SCHNEIDER Winter Morning Walks

Upshaw sings songs by jazz-schooled Maria Schneider

Record and Artist Details

Composer or Director: Maria Schneider

Genre:

Vocal

Label: ArtistShare

Media Format: CD or Download

Media Runtime: 52

Mastering:

DDD

Catalogue Number: AS0121

AS0121. SCHNEIDER Winter Morning Walks. Dawn Upshaw

Tracks:

Composition Artist Credit
Winter Morning Walks Maria Schneider, Composer
Australian Chamber Orchestra
Dawn Upshaw, Soprano
Frank Kimbrough, Piano
Jay Anderson, Bass
Maria Schneider, Composer
Scott Robinson, Bass clarinet
Carlos Drummond de Andrade Stories Maria Schneider, Composer
Dawn Upshaw, Soprano
Maria Schneider, Composer
Saint Paul Chamber Orchestra
Without reading the booklet-notes by composer Maria Schneider and soprano Dawn Upshaw, you know that life beyond tragedy is celebrated in these elegiac song-cycles, especially Winter Morning Walks. The Ted Kooser poems were written in the thick of cancer recovery with observations (sometimes ecstatic, other times just quietly grateful) of the bleak landscape around him – as sung by Upshaw (herself a cancer survivor) with her newly darkened lower range to match similar qualities in the music. Upshaw has always known exactly what to do with every phrase she sings – a quality even more appreciated in works where Schneider, best known for composing and arranging orchestral jazz, seems be speaking a second language, though speaking it earnestly enough that you might not notice how deftly she departs from traditional song forms.

In the piece’s best moments, Schneider harnesses the power of poetic spareness: the opening, for example, has a few piano notes, quietly dissonant underpinning in the strings and a harmonically independent vocal line, all of which keep the words airborne while letting them speak for themselves. Schneider also resorts to wordless vocalises when wanting to take a poetic idea further and isn’t afraid of emotional outpourings that some listeners might find a bit on the nose.
.....
EXERCISE AIM:
Answer these questions from the Winter Morning Walks album page.
1. What label released the album?
2. Which orchestra is credited on Carlos Drummond de Andrade Stories?
3. Who wrote the poems set in Winter Morning Walks?
.....
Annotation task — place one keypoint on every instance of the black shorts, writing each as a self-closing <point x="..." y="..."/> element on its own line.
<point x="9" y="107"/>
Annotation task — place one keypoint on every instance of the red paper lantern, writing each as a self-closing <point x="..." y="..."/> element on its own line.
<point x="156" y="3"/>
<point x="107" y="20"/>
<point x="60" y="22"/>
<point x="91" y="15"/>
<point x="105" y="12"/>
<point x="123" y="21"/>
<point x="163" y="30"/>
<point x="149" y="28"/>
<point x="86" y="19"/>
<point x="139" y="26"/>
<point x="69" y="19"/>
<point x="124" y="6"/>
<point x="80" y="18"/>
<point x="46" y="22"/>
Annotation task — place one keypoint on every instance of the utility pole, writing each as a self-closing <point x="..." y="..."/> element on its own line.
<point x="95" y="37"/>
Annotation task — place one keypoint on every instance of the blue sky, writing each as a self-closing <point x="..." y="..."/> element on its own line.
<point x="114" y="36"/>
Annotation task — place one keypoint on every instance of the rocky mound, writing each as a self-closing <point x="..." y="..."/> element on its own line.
.....
EXPECTED ANSWER:
1. ArtistShare
2. Saint Paul Chamber Orchestra
3. Ted Kooser